> **WHAT THE TASK ASKS**
In full and without edits, write out the data that follows.

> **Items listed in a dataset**
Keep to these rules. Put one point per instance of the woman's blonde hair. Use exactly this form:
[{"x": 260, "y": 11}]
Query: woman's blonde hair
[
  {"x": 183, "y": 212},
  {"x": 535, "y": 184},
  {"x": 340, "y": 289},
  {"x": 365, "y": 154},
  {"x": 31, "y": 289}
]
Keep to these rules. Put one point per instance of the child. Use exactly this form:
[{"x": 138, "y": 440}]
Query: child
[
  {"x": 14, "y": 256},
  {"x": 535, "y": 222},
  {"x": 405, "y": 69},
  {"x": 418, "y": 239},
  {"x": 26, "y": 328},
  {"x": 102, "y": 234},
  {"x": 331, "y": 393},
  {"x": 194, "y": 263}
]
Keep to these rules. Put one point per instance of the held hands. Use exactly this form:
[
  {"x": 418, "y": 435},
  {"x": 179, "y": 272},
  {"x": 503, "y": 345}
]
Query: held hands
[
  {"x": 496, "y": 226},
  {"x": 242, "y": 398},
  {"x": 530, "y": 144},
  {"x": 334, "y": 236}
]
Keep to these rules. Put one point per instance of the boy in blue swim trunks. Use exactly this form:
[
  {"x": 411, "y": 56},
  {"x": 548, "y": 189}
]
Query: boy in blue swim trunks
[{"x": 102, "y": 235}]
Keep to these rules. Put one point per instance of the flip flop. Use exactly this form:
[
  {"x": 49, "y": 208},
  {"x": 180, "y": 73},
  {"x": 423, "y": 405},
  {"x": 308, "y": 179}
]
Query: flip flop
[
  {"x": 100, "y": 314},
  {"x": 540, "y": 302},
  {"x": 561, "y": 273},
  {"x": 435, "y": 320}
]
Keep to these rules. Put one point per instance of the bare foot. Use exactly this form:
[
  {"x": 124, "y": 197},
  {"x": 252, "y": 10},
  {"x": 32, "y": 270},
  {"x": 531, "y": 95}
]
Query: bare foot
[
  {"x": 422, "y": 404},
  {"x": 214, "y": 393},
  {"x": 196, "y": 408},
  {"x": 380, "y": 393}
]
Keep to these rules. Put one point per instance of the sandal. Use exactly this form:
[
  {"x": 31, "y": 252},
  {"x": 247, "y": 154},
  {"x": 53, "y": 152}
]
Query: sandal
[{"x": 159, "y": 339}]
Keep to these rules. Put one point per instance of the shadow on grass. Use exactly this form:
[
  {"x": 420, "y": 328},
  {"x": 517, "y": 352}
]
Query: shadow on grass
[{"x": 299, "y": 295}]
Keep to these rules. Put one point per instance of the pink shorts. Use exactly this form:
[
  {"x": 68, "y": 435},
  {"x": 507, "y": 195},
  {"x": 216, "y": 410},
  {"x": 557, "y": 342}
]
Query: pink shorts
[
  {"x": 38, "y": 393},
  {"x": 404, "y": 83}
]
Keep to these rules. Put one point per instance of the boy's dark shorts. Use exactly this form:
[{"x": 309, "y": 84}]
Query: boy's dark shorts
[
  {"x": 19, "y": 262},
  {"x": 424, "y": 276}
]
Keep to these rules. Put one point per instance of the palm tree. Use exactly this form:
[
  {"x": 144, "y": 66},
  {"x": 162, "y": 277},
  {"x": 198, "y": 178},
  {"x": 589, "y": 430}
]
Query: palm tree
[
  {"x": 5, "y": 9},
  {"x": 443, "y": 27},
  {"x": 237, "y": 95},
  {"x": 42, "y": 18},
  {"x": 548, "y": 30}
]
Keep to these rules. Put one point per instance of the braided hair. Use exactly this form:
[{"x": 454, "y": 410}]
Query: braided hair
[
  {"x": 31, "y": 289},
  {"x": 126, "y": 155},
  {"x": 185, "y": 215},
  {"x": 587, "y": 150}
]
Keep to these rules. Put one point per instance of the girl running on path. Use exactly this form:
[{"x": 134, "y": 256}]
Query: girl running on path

> **EXERCISE RESPONSE**
Keep to these rules. Put one point per instance of the woman's blonde hair. Use exactly this form:
[{"x": 260, "y": 11}]
Query: woman's blonde hair
[
  {"x": 183, "y": 212},
  {"x": 535, "y": 184},
  {"x": 340, "y": 289},
  {"x": 365, "y": 154},
  {"x": 31, "y": 289}
]
Keep to these rules. Put one point per instance of the child. Use exactly this form:
[{"x": 138, "y": 440}]
Query: child
[
  {"x": 14, "y": 256},
  {"x": 535, "y": 222},
  {"x": 405, "y": 69},
  {"x": 418, "y": 239},
  {"x": 26, "y": 328},
  {"x": 102, "y": 234},
  {"x": 331, "y": 393},
  {"x": 194, "y": 263}
]
Keep to these rules. Put one point per instance of the held hands. Use exactly this form:
[
  {"x": 418, "y": 435},
  {"x": 179, "y": 272},
  {"x": 503, "y": 345}
]
Query: held hands
[
  {"x": 496, "y": 226},
  {"x": 242, "y": 398},
  {"x": 530, "y": 144},
  {"x": 334, "y": 236}
]
Keep to these rules. Put one point per instance of the boy in blue swim trunks. Use exactly this form:
[
  {"x": 411, "y": 56},
  {"x": 548, "y": 189}
]
Query: boy in blue swim trunks
[{"x": 102, "y": 235}]
Keep to these rules. Put one point per instance of the flip flop. Use exactly this form:
[
  {"x": 49, "y": 208},
  {"x": 180, "y": 73},
  {"x": 423, "y": 405},
  {"x": 308, "y": 179}
]
Query: flip flop
[
  {"x": 100, "y": 314},
  {"x": 540, "y": 302},
  {"x": 561, "y": 273},
  {"x": 435, "y": 320}
]
Keep to these rules. Put one point per instance of the bare foot. Use exactly this form:
[
  {"x": 124, "y": 197},
  {"x": 252, "y": 10},
  {"x": 32, "y": 270},
  {"x": 531, "y": 95}
]
Query: bare foot
[
  {"x": 422, "y": 404},
  {"x": 214, "y": 393},
  {"x": 196, "y": 408},
  {"x": 380, "y": 393}
]
Keep to these rules. Put one point per instance of the sandal. Use exactly this form:
[
  {"x": 31, "y": 252},
  {"x": 247, "y": 154},
  {"x": 53, "y": 152}
]
Query: sandal
[{"x": 159, "y": 339}]
Keep to these rules. Put one point per instance of the shadow on grass. Use exactly this form:
[
  {"x": 420, "y": 328},
  {"x": 517, "y": 352}
]
Query: shadow on grass
[{"x": 299, "y": 295}]
Keep to these rules. Put one point per instance of the pink shorts. Use exactly this form:
[
  {"x": 68, "y": 435},
  {"x": 507, "y": 195},
  {"x": 216, "y": 410},
  {"x": 557, "y": 342}
]
Query: pink shorts
[
  {"x": 38, "y": 393},
  {"x": 404, "y": 83}
]
Keep to these rules. Put one point per instance of the boy's dark shorts. Use exactly this form:
[{"x": 309, "y": 84}]
Query: boy's dark shorts
[
  {"x": 19, "y": 262},
  {"x": 424, "y": 276}
]
Keep to these rules. Put one point per instance of the palm tree. Use exactly this form:
[
  {"x": 144, "y": 66},
  {"x": 162, "y": 277},
  {"x": 198, "y": 178},
  {"x": 589, "y": 430}
]
Query: palm tree
[
  {"x": 5, "y": 9},
  {"x": 443, "y": 27},
  {"x": 237, "y": 95},
  {"x": 42, "y": 18},
  {"x": 548, "y": 30}
]
Keep to these rules. Put one point per instance of the braided hair. Use exactly this form:
[{"x": 454, "y": 410}]
Query: braided hair
[
  {"x": 31, "y": 289},
  {"x": 126, "y": 155},
  {"x": 185, "y": 215},
  {"x": 587, "y": 150}
]
Keep to these rules. Put one point per instance of the girl running on path. Use exactly this form:
[{"x": 134, "y": 256}]
Query: girl running on path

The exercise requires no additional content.